*REQUIRED ACTION*
Would you retype the whole listing exactly, leaving its pictures out?

****************

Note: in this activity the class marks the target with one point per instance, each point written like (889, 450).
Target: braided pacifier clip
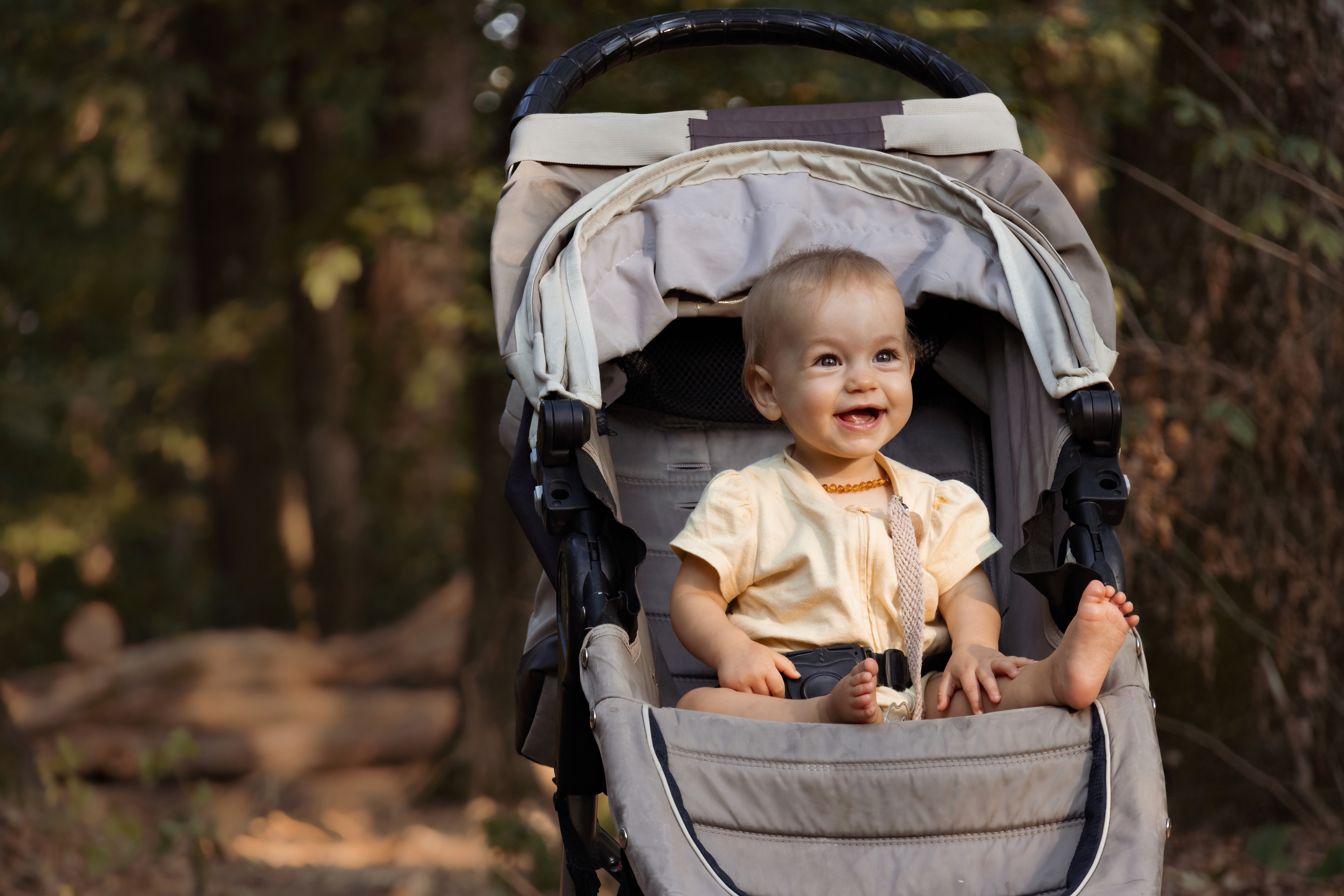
(910, 575)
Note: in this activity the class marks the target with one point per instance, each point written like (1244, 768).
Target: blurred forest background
(249, 375)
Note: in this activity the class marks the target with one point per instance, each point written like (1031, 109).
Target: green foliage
(1272, 847)
(163, 761)
(1332, 864)
(1236, 418)
(513, 836)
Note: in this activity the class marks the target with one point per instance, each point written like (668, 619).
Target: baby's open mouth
(861, 416)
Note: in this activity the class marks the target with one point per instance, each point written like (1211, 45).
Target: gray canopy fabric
(975, 124)
(866, 198)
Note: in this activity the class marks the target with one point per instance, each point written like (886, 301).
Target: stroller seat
(1027, 801)
(623, 249)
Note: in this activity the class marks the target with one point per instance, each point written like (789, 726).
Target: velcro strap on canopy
(613, 140)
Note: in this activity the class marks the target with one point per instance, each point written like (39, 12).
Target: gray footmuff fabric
(1030, 801)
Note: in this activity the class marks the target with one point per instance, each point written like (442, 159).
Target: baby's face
(841, 377)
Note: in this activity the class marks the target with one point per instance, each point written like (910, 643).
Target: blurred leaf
(1272, 847)
(1324, 237)
(400, 209)
(951, 19)
(1236, 420)
(1271, 217)
(162, 761)
(1193, 109)
(1294, 150)
(327, 269)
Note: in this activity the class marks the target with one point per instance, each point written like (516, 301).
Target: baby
(793, 553)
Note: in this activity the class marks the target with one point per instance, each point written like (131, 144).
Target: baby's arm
(972, 616)
(701, 621)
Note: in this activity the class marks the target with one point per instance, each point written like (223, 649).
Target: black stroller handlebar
(613, 48)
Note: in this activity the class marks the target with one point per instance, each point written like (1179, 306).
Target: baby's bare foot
(854, 700)
(1091, 643)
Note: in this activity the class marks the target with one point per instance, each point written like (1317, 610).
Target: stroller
(623, 250)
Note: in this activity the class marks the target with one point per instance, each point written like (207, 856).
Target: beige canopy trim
(615, 140)
(603, 139)
(556, 346)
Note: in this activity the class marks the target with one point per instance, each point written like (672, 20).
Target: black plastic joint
(1095, 417)
(565, 426)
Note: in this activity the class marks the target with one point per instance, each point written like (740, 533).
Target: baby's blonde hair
(807, 273)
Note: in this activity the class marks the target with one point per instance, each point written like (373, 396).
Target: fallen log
(259, 699)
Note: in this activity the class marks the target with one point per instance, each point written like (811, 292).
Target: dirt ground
(1203, 864)
(358, 833)
(351, 833)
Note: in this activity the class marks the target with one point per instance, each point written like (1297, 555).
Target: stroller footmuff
(624, 246)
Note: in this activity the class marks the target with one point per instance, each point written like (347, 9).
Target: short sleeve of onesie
(722, 531)
(958, 535)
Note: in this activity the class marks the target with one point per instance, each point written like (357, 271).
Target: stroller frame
(558, 492)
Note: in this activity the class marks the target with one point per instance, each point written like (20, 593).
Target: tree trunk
(233, 217)
(323, 374)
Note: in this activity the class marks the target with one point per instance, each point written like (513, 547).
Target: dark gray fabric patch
(857, 124)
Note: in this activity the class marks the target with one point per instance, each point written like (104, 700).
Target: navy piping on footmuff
(1095, 816)
(660, 750)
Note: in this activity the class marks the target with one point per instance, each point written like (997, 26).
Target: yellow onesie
(802, 573)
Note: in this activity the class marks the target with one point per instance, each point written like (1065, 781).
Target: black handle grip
(738, 29)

****************

*RESPONSE AREA*
Note: in this activity the class marks the target with one point per instance, each point written like (889, 450).
Target: braided pacifier clip
(910, 575)
Note: in this activity the class marks the target with one point per instance, each point written like (1244, 768).
Target: blurred forest background
(249, 375)
Note: in this activity the class marks the target with one point per instance, each point written like (1031, 109).
Target: green foliage
(1272, 847)
(163, 761)
(1332, 864)
(1236, 418)
(513, 836)
Note: in this activity the class marks the target with one point per instance, each point written like (668, 619).
Target: baby's open mouth
(861, 416)
Note: in this activity the class marks the target with one point per instance, each point written like (1211, 45).
Target: gray canopy fabric
(975, 124)
(866, 198)
Note: in this activity the class marks the target with one point per instance, each point written like (886, 301).
Target: stroller seat
(1027, 801)
(623, 249)
Note: in this activity the class marks the target with one point per instance, each point written like (789, 726).
Target: velcro strap on canopy
(613, 140)
Note: in this activity the class marks the target with one point per instance, each point written like (39, 12).
Target: gray footmuff fabric
(1030, 801)
Note: in this activity the class marks the target with one point per instance, each point written like (442, 159).
Target: baby's face
(841, 377)
Note: in this activity the class marks the target with one point per instance, each point written like (910, 643).
Target: blurred leaf
(1272, 847)
(1324, 237)
(400, 209)
(951, 19)
(1236, 420)
(1271, 217)
(162, 761)
(1193, 109)
(1294, 150)
(327, 269)
Note: in this activity the class marks the target with one point per instance, each point written like (516, 301).
Target: baby
(793, 553)
Note: in this activity the class marks the target with one point per instance, each point written like (131, 144).
Target: baby's arm
(972, 616)
(701, 621)
Note: in this activity the class marks the target with one point per instance, each point written like (223, 649).
Target: black stroller handlebar
(613, 48)
Note: in this activity the class marks the target with one point per instance, each point written like (1179, 306).
Target: baby's bare foot
(854, 700)
(1091, 643)
Note: in this activity the class marks the target with one point per instance, each point written like (1317, 610).
Target: stroller
(623, 250)
Note: in this activity the class marks the target with one point per instance, each point written like (207, 856).
Target: beige canopy trim
(615, 140)
(603, 139)
(556, 346)
Note: in this activity the class marks the target with one point per instance, each point written like (672, 20).
Target: black plastic joint
(1095, 417)
(565, 426)
Note: in this activity the class marks the target with one point per instance, each point written like (740, 533).
Target: baby's blonde hair
(807, 273)
Note: in this activity the class marks the target with one point per instance, each point written like (373, 396).
Target: fallen log
(259, 699)
Note: in this activity the class marks the target with one point per instance, each point written like (811, 292).
Target: dirt ground
(1203, 864)
(358, 833)
(351, 833)
Note: in this activity the class marks the target with one point per instance, each point written like (1297, 555).
Target: stroller footmuff
(624, 246)
Note: in this activity the class marks the target with one point per instance, each point written like (347, 9).
Target: short sleeve of onesie
(722, 531)
(958, 535)
Note: in this activity the class marks the target with one point per instance, each point written like (357, 271).
Target: stroller frame
(558, 492)
Note: in this activity the class marks the target with one point per instance, each point written like (20, 593).
Target: tree trunk
(233, 217)
(323, 374)
Note: in this activity the class marks the target with one point per instance, each point written like (513, 547).
Target: dark gray fabric patch
(857, 124)
Note: in this activity the class marks the target with one point per instance, each point written like (104, 700).
Target: navy piping on footmuff
(1095, 816)
(660, 750)
Note: in this activity the class marks the target with one point per instance, each point written like (997, 26).
Target: yellow onesie
(802, 573)
Note: in this activity the class marks the target with one point per instance, each point written like (1065, 781).
Target: black handle grip
(738, 29)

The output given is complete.